## [Objective 1]
In the dataset excerpt below, copy out word for word the entries starting at the line that contains "Expected behaviour: for every instance of the white" and ending at the last line of the excerpt.

[start of Passage to read]

Joseph Beyer, Director of Digital Initiatives
Todd Sklar loves coffee. In early 2008, he founded Range Life Entertainment, a privately-held film exhibition and marketing company, which tours independent films across the country on a bi-annual basis. Focusing on event-based screenings and niche marketing, Range Life currently programs over 120 events per year, while also producing original content, and continuing to parade dive bars and karaoke rooms across the U.S.
We had very little money and no experience and still managed to get roughly 50,000 people to watch a movie that none of them had heard of prior to us arriving, and provided them with an experience that got most of them to become dedicated fans.
The first ever Range Life Entertainment touring movie roadshow was the result of many factors, the two most important being:
- My partners and I made a film called Box Elder. And every film needs a home. And by home I mean audience. So we set out to find / build one with our little mid-western college comedy. Naturally, we felt that bringing it to campuses would be the easiest way to get it to our target audience.
- We all very much wanted to go on tour like a rock band, and / or relive Fearing & Loathing in Las Vegas, but none of us could play any instruments or afford drugs, so piling into the van for the sake of the movie was the closest we could get.
The movie itself was small and focused enough, that it didn’t necessitate a more traditional release, and thus, we felt that we could probably do a better job of getting it to it’s audience than a distributor — which is no sleight against distributors. We work with plenty of them these days, and they all know what they’re doing. That said, they have very limited ways of doing what they do, and if you have a small film, and in specific, a small film that you believe in, you’re not gonna find a release plan that fits all your films strengths unless you develop it yourself. That’s a lot of work, and different for every film. There’s no one-size-fits-all-solution, so it’s really up to you to come with the best ideas for how to get your film out there if you do it the way we did.

[end of Passage to read]
[start of Recorded information]

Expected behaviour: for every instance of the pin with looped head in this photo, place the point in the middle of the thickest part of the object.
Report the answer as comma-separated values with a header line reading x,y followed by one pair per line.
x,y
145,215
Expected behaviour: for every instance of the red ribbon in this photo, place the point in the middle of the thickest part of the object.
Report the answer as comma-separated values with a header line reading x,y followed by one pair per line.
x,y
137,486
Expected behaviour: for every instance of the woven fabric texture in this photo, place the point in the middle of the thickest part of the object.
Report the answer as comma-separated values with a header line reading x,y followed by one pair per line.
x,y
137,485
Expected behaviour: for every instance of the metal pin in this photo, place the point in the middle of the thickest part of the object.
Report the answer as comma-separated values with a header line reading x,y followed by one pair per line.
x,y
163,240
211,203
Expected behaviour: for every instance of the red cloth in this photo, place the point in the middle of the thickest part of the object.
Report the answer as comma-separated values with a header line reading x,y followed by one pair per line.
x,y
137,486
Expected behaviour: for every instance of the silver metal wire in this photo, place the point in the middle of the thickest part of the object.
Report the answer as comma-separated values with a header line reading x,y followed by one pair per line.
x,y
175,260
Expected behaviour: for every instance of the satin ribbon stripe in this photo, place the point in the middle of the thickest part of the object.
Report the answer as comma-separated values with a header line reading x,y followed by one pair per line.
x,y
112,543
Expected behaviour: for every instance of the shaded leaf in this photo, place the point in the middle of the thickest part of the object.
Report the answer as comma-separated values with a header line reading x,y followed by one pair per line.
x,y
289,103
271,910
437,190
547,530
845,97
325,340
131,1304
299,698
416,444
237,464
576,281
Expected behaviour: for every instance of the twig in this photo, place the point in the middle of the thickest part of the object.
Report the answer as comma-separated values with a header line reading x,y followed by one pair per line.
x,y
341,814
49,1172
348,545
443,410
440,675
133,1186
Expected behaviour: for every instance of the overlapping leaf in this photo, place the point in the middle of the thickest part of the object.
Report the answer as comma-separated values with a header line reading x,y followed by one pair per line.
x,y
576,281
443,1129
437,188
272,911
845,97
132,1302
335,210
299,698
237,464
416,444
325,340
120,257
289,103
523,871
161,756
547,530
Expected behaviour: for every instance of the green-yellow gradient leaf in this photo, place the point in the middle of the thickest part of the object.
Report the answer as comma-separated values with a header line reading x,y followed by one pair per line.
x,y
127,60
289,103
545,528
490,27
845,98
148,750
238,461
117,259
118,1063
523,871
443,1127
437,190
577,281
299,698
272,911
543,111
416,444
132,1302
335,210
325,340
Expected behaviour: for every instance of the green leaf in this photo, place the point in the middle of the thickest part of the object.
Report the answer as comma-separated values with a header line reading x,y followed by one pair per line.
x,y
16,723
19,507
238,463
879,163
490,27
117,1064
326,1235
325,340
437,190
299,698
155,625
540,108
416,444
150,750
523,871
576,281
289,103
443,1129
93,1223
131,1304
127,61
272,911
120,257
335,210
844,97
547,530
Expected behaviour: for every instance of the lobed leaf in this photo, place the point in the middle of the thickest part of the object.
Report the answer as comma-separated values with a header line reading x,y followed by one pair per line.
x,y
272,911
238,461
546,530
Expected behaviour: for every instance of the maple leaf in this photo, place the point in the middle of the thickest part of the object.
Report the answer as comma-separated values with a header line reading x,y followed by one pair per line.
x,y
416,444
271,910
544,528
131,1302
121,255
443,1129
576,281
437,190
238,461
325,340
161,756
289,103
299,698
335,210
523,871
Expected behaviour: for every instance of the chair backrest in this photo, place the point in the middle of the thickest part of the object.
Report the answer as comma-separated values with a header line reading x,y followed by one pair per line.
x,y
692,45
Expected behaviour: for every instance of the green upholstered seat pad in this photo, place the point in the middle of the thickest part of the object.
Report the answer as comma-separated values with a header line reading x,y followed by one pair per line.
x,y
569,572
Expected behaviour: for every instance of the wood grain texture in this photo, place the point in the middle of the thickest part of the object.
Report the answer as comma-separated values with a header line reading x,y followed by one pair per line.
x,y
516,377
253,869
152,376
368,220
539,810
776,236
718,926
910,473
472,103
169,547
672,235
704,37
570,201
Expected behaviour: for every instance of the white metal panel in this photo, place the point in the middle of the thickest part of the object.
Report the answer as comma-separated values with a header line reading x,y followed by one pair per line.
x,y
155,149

[end of Recorded information]

## [Objective 2]
Write the next part of the piece about the touring film roadshow, picking up after its final sentence.

## [Task response 1]
Expected behaviour: for every instance of the white metal panel in this photo, place the point in the middle of the thickest part of the object.
Report the answer as comma-separated values with a header line reading x,y followed by one pair per line.
x,y
155,149

## [Task response 2]
Our idea with this one was to book it at universities and nearby independent art-house theaters across the country for single night engagements. We felt we could only pack a house for one night only given our limited resources. We’d hop in a van and bring a bunch of dudes to spread the word in person and online to hopefully excite a bunch of college kids enough to come check it out. After the screening, we party with them and make sure that all they’re talking about for the next week is either how good our movie was, how much fun of an experience the night was, or how much puke my partner Rennie got on their carpet (unfortunately true).
Either way, the concept of taking the film directly to the core-audience was at the heart of the entire process, and that’s pretty much remained the idea behind everything we’ve done since. But before we get into any of that, let’s shed some more light on the fundamental process of a DIY Tour.
It would be great to say that we had every screening on the tour booked out and locked a few weeks in advance – all we had to do was show up, execute the marketing plan, do kickass Q&As, throw the parties, get into insane amounts of trouble and then bust out of town. It would be great to say that, but nothing could be further from the truth.
We had the first third of our screenings locked in before the tour kicked off on March 7th 2008, but the last ones were still being negotiated and we had to finish booking them as we went along … on the road.
There were a few factors at play – one of the largest being what we were doing wasn’t all that common in early 2008. It took a lot of extra convincing to get theater owners and schools to believe that playing our film was a good idea. We attempted to soften concerns by assuring them that despite the fact that even though we had no intention of doing any traditional marketing or ad-buys or press (we didn’t even have a publicist), we did have an awesome marketing plan.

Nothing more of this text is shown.